- **Working data**
* * * *

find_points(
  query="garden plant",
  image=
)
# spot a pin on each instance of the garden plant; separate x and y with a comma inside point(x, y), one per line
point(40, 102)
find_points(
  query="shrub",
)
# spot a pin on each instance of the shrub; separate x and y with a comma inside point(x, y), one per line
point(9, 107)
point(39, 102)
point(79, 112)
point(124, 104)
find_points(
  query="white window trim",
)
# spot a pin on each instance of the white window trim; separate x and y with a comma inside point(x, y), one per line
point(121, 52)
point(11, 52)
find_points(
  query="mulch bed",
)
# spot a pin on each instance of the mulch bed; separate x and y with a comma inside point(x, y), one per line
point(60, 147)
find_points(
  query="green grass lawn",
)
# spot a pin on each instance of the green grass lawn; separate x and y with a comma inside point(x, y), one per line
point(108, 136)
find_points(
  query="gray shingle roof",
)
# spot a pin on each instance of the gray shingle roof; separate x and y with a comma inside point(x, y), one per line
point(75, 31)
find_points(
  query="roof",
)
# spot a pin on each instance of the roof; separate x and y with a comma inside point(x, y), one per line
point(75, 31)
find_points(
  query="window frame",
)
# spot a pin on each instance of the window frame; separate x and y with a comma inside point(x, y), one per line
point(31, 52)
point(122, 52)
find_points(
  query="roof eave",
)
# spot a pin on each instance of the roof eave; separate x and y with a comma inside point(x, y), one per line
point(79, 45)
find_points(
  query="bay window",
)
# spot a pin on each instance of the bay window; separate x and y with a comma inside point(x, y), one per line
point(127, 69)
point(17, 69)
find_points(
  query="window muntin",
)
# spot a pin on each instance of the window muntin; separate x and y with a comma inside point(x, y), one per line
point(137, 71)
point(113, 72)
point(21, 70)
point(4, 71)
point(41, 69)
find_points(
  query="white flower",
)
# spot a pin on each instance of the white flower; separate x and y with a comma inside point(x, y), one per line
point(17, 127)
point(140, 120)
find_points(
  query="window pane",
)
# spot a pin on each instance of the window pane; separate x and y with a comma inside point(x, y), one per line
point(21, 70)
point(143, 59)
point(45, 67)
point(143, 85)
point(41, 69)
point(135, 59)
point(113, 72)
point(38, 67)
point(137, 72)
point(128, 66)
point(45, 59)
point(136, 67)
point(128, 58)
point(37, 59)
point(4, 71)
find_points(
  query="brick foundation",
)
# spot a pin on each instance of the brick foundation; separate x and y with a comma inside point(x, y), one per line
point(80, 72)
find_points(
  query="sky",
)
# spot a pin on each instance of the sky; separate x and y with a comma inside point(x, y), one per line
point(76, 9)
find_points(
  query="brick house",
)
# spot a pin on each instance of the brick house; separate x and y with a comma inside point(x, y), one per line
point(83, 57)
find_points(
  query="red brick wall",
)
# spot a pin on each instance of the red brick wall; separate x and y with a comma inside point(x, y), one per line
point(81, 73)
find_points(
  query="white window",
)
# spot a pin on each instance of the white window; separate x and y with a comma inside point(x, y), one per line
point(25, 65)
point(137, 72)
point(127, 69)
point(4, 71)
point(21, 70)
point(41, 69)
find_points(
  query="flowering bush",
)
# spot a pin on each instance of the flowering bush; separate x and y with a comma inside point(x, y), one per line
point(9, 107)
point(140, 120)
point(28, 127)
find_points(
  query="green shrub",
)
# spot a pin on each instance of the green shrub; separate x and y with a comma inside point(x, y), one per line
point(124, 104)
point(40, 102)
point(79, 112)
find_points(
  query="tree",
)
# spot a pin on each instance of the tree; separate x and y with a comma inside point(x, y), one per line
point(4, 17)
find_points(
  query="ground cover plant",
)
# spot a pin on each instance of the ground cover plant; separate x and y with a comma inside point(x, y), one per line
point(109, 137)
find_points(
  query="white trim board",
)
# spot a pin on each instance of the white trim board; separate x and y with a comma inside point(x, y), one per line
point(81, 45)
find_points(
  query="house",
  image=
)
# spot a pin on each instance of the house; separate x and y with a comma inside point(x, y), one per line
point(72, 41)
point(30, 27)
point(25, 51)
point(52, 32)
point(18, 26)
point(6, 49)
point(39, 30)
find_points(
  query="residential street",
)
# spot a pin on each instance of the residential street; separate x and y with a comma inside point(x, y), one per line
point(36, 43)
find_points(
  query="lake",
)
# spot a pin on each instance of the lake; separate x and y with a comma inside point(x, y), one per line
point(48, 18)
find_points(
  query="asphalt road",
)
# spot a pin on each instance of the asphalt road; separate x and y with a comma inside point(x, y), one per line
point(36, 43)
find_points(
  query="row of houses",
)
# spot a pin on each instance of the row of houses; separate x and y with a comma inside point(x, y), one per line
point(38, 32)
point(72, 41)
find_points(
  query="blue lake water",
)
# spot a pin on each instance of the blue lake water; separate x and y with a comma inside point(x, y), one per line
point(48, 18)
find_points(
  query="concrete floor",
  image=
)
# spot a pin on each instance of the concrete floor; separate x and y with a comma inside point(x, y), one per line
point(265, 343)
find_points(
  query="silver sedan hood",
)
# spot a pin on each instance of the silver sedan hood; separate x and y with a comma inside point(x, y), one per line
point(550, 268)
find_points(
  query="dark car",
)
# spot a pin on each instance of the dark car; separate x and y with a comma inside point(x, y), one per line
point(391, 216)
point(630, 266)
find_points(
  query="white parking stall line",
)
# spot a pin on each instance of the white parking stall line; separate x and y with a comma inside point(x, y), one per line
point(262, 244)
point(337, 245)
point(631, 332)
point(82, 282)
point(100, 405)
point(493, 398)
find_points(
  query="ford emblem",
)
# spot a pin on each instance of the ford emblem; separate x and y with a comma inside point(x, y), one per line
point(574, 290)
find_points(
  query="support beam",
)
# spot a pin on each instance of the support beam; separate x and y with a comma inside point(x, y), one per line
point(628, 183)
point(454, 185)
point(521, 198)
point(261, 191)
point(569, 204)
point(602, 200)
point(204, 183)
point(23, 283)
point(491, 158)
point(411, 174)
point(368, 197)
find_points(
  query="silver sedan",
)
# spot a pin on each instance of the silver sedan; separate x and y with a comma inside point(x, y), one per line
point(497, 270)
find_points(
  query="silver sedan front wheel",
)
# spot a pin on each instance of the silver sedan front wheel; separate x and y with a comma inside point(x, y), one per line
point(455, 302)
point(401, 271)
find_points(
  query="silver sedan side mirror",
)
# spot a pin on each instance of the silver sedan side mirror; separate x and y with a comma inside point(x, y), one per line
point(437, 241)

* * * *

Swap "spot a pin" for "place a marker" throughout the listing above, and write the listing out again with nothing else changed.

find_points(
  query="garden plant",
  image=
)
# place a marker on each instance of the garden plant; separate x and y with a comma inside point(x, y), one per line
point(40, 102)
find_points(
  query="shrub",
)
# place a marker on each instance of the shrub; separate x and y with a comma inside point(x, y), one per line
point(9, 107)
point(39, 102)
point(79, 112)
point(124, 104)
find_points(
  query="white window trim",
)
# place a marker on each instance of the white window trim; separate x and y with a comma inside point(x, y), one per line
point(121, 52)
point(11, 52)
find_points(
  query="mulch bed",
)
# place a marker on each instance of the mulch bed; separate x and y with a comma inside point(x, y), one per line
point(60, 147)
find_points(
  query="green grass lawn",
)
# place a marker on each instance of the green grass lawn; separate x and y with a comma inside point(x, y), one per line
point(108, 136)
find_points(
  query="gray shingle roof",
)
# place a marker on each instance of the gray shingle roof; separate x and y with a comma inside point(x, y), one per line
point(75, 31)
find_points(
  query="roof",
)
# place a marker on each instance of the roof; separate x and y with a comma inside point(x, y), one per line
point(75, 31)
find_points(
  query="window frame",
)
# place a marker on each instance of the window frame; separate x and y with a comma inside point(x, y), one per line
point(31, 52)
point(122, 52)
find_points(
  query="roof eave",
)
# place a marker on each instance of the roof eave; separate x and y with a comma inside point(x, y), one per line
point(79, 45)
find_points(
  query="bay window",
)
# place a marker on each instance of the bay window; separate x and y with a comma inside point(x, y), one per line
point(127, 69)
point(17, 69)
find_points(
  query="window muntin",
)
# place a marker on each instance of the window muntin; separate x and y with a comma inside point(x, y), one per line
point(137, 71)
point(113, 72)
point(21, 70)
point(4, 71)
point(41, 69)
find_points(
  query="white flower",
)
# place a marker on each instance of the white flower; separate x and y with a comma inside point(x, y), one per line
point(17, 127)
point(140, 120)
find_points(
  query="window pane",
)
# place a marker on each instance of the window pane; separate x and y with a comma inside point(x, y), one per line
point(21, 70)
point(143, 59)
point(45, 67)
point(143, 85)
point(41, 69)
point(135, 59)
point(113, 72)
point(38, 67)
point(137, 72)
point(128, 66)
point(45, 59)
point(136, 67)
point(128, 58)
point(37, 59)
point(4, 71)
find_points(
  query="brick foundation",
)
# place a marker on each instance of the brick foundation; separate x and y with a comma inside point(x, y), one per line
point(80, 72)
find_points(
  query="sky",
)
# place a marker on each instance of the sky; separate x and y with a comma inside point(x, y), one per line
point(76, 9)
find_points(
  query="brick house",
)
# place a marker on each instance of the brick house; separate x and y with a comma inside point(x, y), one per line
point(83, 57)
find_points(
  query="red brick wall",
)
# place a marker on each instance of the red brick wall; separate x and y with a comma inside point(x, y), one per line
point(81, 73)
find_points(
  query="white window",
)
# place a marker on each instance of the white window; separate x and y with a comma inside point(x, y), one per line
point(25, 65)
point(137, 72)
point(127, 69)
point(4, 71)
point(21, 70)
point(41, 69)
find_points(
  query="flowering bush",
)
# place a marker on each instance of the flowering bush; separate x and y with a comma inside point(x, y), one per line
point(9, 107)
point(140, 120)
point(28, 127)
find_points(
  query="green shrub",
)
# place a marker on each instance of the green shrub; separate x and y with a comma inside point(x, y), one per line
point(124, 104)
point(40, 102)
point(79, 112)
find_points(
  query="tree",
)
# place a marker on each instance of the tree; separate x and y with a comma inside point(x, y), one per line
point(4, 17)
find_points(
  query="ground cover plant",
)
# place a marker on each instance of the ground cover plant; separate x and y with a comma inside point(x, y), one per line
point(109, 137)
find_points(
  query="white trim board",
)
# place a marker on each instance of the white trim board; separate x and y with a comma inside point(x, y), one per line
point(81, 45)
find_points(
  query="house",
  image=
)
# place a marker on each instance of the house; separate x and y with a comma inside point(x, y), one per line
point(72, 41)
point(30, 27)
point(25, 51)
point(52, 32)
point(18, 26)
point(6, 49)
point(39, 30)
find_points(
  query="residential street",
)
# place a marker on each instance of the residential street; separate x and y with a comma inside point(x, y), one per line
point(36, 43)
find_points(
  query="lake",
)
# place a marker on each instance of the lake; separate x and y with a comma inside point(x, y), one per line
point(48, 18)
find_points(
  query="asphalt road",
)
# place a marker on each instance of the asphalt road; separate x and y with a comma inside point(x, y), one per line
point(36, 43)
find_points(
  query="row of houses",
)
# place a marker on each instance of the row of houses; separate x and y with a comma inside point(x, y), one per line
point(38, 32)
point(72, 41)
find_points(
  query="blue lake water",
)
# place a marker on each instance of the blue lake water; separate x and y with a comma inside point(x, y), one per line
point(48, 18)
find_points(
  query="concrete floor",
  image=
)
# place a marker on each instance of the concrete floor; separate x and y with a comma inside point(x, y), one per line
point(265, 343)
find_points(
  query="silver sedan hood",
)
# place a marker on each instance of the silver sedan hood; separate x and y with a comma inside point(x, y), one per line
point(550, 268)
find_points(
  query="dark car",
)
# place a marker on each instance of the dark car; separate x and y with a comma inside point(x, y), one per line
point(391, 216)
point(630, 266)
find_points(
  query="white parking stall line",
)
# place a marker on each instance of the white parking stall line; separate x and y with a comma inside point(x, y), one per line
point(262, 244)
point(337, 245)
point(631, 332)
point(82, 282)
point(100, 405)
point(493, 398)
find_points(
  query="ford emblem",
)
# place a marker on each instance of the ford emblem; separate x and y with a comma inside point(x, y), one per line
point(574, 290)
find_points(
  query="support beam",
)
# place a marker on each instance of the support beam; separate x and y with a comma inside point(x, y), one per line
point(628, 183)
point(454, 185)
point(521, 198)
point(261, 191)
point(569, 204)
point(602, 200)
point(204, 183)
point(23, 283)
point(491, 158)
point(411, 174)
point(368, 197)
find_points(
  query="silver sedan",
)
# place a marker on each instance of the silver sedan; separate x and y with a comma inside point(x, y), one per line
point(497, 270)
find_points(
  query="silver sedan front wheel",
)
# place a marker on each instance of the silver sedan front wheel; separate x and y with a comma inside point(x, y), one per line
point(455, 302)
point(401, 271)
find_points(
  query="silver sedan side mirror",
)
# place a marker on each instance of the silver sedan side mirror; separate x and y with a comma inside point(x, y), one per line
point(437, 241)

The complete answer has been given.